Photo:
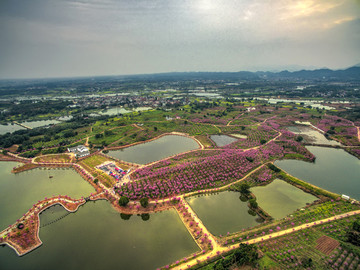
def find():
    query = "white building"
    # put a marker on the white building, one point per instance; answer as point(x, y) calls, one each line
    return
point(79, 151)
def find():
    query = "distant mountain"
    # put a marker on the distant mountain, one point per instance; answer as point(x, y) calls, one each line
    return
point(349, 74)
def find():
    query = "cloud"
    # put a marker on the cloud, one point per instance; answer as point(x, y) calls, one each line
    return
point(90, 37)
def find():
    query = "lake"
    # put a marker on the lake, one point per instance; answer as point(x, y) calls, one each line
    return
point(158, 149)
point(120, 110)
point(223, 212)
point(9, 128)
point(18, 192)
point(41, 123)
point(222, 140)
point(96, 237)
point(334, 170)
point(279, 198)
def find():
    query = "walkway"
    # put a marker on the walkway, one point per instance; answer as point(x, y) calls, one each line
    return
point(219, 250)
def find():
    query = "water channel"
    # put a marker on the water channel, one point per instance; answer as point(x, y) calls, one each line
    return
point(223, 212)
point(18, 192)
point(155, 150)
point(96, 237)
point(334, 170)
point(280, 199)
point(9, 128)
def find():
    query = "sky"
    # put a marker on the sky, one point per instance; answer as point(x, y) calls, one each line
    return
point(68, 38)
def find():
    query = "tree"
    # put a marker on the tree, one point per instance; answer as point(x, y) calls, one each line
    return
point(98, 136)
point(123, 201)
point(274, 168)
point(144, 202)
point(125, 216)
point(306, 262)
point(145, 217)
point(253, 203)
point(244, 188)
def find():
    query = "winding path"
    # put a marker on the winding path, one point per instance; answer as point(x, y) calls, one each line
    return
point(219, 250)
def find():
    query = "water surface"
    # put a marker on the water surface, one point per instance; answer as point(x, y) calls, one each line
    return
point(334, 170)
point(223, 212)
point(9, 128)
point(18, 192)
point(96, 237)
point(279, 198)
point(155, 150)
point(41, 123)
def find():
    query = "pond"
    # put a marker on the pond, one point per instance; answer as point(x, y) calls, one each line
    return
point(223, 212)
point(120, 110)
point(41, 123)
point(311, 136)
point(334, 170)
point(222, 140)
point(279, 198)
point(161, 148)
point(18, 192)
point(96, 237)
point(9, 128)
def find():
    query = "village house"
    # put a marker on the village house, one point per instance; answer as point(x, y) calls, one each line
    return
point(79, 151)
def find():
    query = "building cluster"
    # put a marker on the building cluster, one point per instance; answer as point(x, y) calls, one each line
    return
point(128, 101)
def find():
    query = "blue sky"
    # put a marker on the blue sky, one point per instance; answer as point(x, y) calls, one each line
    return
point(62, 38)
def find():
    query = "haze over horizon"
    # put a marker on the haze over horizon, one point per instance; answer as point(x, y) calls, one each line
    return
point(66, 38)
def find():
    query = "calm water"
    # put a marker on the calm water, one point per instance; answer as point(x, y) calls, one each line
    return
point(223, 212)
point(41, 123)
point(96, 237)
point(18, 192)
point(279, 198)
point(155, 150)
point(221, 140)
point(311, 136)
point(9, 128)
point(334, 170)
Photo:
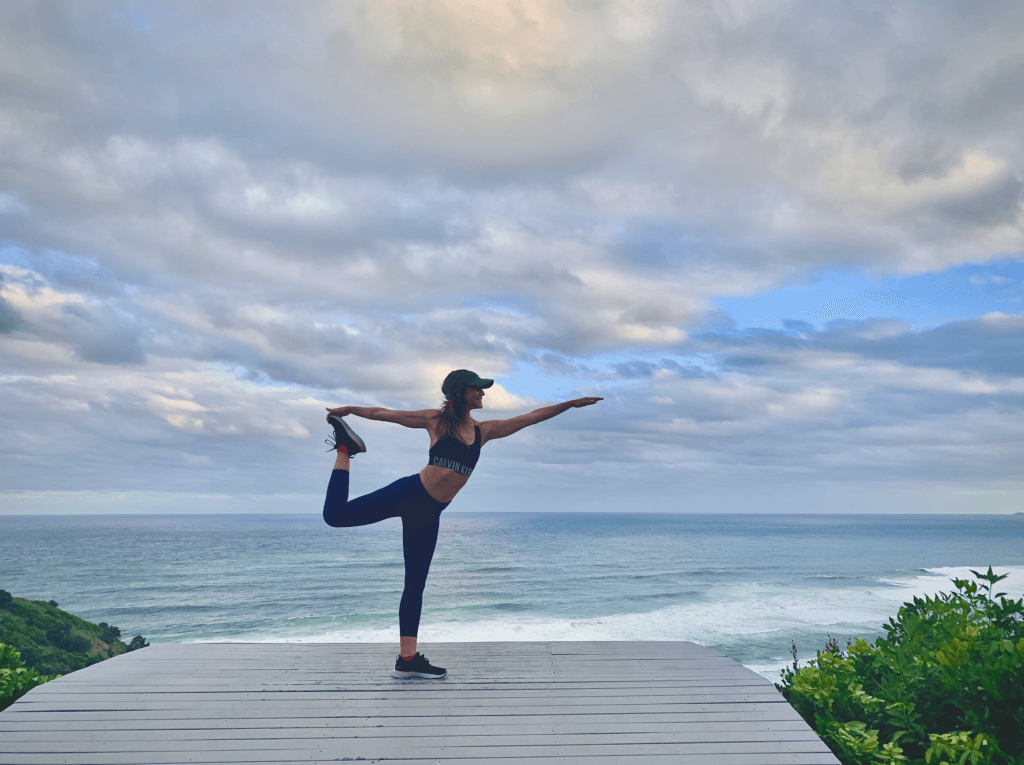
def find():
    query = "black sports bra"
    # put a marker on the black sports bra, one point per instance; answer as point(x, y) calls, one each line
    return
point(452, 454)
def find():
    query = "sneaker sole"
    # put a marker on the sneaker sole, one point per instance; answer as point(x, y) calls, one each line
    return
point(352, 437)
point(407, 675)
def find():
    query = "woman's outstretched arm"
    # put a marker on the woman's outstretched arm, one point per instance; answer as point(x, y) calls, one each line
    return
point(420, 419)
point(501, 428)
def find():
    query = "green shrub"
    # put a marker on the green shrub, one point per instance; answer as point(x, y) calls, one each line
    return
point(15, 678)
point(944, 686)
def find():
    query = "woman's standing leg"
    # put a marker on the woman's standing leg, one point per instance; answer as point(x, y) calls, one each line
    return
point(419, 538)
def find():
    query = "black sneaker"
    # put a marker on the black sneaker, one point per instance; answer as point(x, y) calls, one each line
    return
point(344, 436)
point(418, 666)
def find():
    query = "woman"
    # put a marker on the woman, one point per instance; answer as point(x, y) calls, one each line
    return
point(456, 439)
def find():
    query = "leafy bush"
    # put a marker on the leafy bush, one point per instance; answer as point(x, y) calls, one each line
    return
point(15, 678)
point(61, 637)
point(944, 686)
point(111, 633)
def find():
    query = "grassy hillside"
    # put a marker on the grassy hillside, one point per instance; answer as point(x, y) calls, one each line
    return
point(55, 642)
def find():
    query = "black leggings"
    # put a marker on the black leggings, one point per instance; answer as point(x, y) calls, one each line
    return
point(420, 515)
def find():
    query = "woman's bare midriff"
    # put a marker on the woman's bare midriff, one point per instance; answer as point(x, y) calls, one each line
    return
point(442, 483)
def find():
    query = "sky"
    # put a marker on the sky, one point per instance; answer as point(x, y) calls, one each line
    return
point(782, 240)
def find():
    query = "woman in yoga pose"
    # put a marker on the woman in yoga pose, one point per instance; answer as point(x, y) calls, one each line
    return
point(456, 439)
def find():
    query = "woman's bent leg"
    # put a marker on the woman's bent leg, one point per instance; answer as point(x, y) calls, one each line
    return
point(371, 508)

────────────────────────────────────────

### What is expected
From the material above, return every line that contains "channel".

### Reply to the task
    query = "water channel"
    # put a marker on the water channel, one point per instance; answer as point(x, y) calls, one each line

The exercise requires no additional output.